**Goal of the exercise**
Would you write out the entries that follow word for word, omitting any images?

━━━━━ Record extracts

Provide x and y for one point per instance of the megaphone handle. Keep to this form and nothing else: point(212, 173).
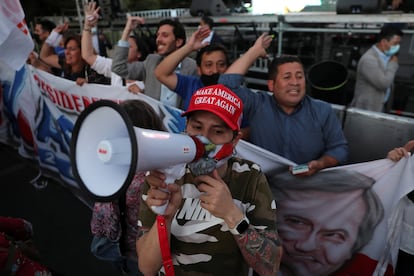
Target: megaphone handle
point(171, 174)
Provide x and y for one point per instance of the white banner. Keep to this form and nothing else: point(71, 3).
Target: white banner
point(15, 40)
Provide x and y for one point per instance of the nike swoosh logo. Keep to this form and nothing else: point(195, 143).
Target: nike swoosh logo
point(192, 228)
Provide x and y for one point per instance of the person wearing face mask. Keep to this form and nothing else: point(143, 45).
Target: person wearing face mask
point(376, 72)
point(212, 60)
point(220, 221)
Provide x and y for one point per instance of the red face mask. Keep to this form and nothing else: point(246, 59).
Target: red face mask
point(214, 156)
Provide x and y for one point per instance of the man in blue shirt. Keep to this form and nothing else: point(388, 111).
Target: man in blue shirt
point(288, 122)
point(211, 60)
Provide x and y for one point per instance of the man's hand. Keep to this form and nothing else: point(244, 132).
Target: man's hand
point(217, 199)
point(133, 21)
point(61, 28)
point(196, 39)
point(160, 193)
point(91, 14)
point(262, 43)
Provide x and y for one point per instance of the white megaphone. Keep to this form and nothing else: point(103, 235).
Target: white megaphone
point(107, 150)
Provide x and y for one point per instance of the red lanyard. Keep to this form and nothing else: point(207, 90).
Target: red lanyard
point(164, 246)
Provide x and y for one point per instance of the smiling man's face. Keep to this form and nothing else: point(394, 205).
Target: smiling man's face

━━━━━━━━━━

**Task result**
Provide x and y for one point per instance of the megaphone handle. Keep to this form and nothing else: point(212, 173).
Target: megaphone handle
point(171, 174)
Provide x and y for one point per instance of the white banner. Keep to this form and nothing else: point(71, 3).
Target: white banner
point(15, 40)
Provide x and y for one point per instance of the nike swoosh logo. Keep to this form and nothing else: point(195, 143).
Target: nike swoosh logo
point(192, 228)
Provide x and y for one point per instance of the person wearing face mask. Keep to this form and nothing else: point(143, 45).
Target: person wearing face mask
point(376, 72)
point(212, 60)
point(220, 221)
Provide x and y for one point per instance of the red face mask. Keep to this form and nothing else: point(246, 59).
Target: red face mask
point(214, 156)
Provide x and y for one point per instance of the man in blue shirt. Keep to this form and nothing else: point(388, 111).
Target: man in blue shirt
point(288, 122)
point(211, 60)
Provide x and y for one point per instance of the man's hand. Keep to this form and nothing else: point(244, 132).
Target: man's hand
point(217, 199)
point(133, 21)
point(61, 28)
point(196, 39)
point(160, 193)
point(91, 14)
point(262, 43)
Provide x and y for one point per instance of the white megaphone. Keep to this form and nothing else: point(103, 235).
Target: white megaphone
point(107, 150)
Provide x and y for one point per instance of the red lanyard. Keep to this form and nothing else: point(207, 90).
Target: red lanyard
point(164, 246)
Provide x and y for one point per instance of the smiling man's face. Keep to this form and nothing else: point(394, 205).
Target: smiling man's face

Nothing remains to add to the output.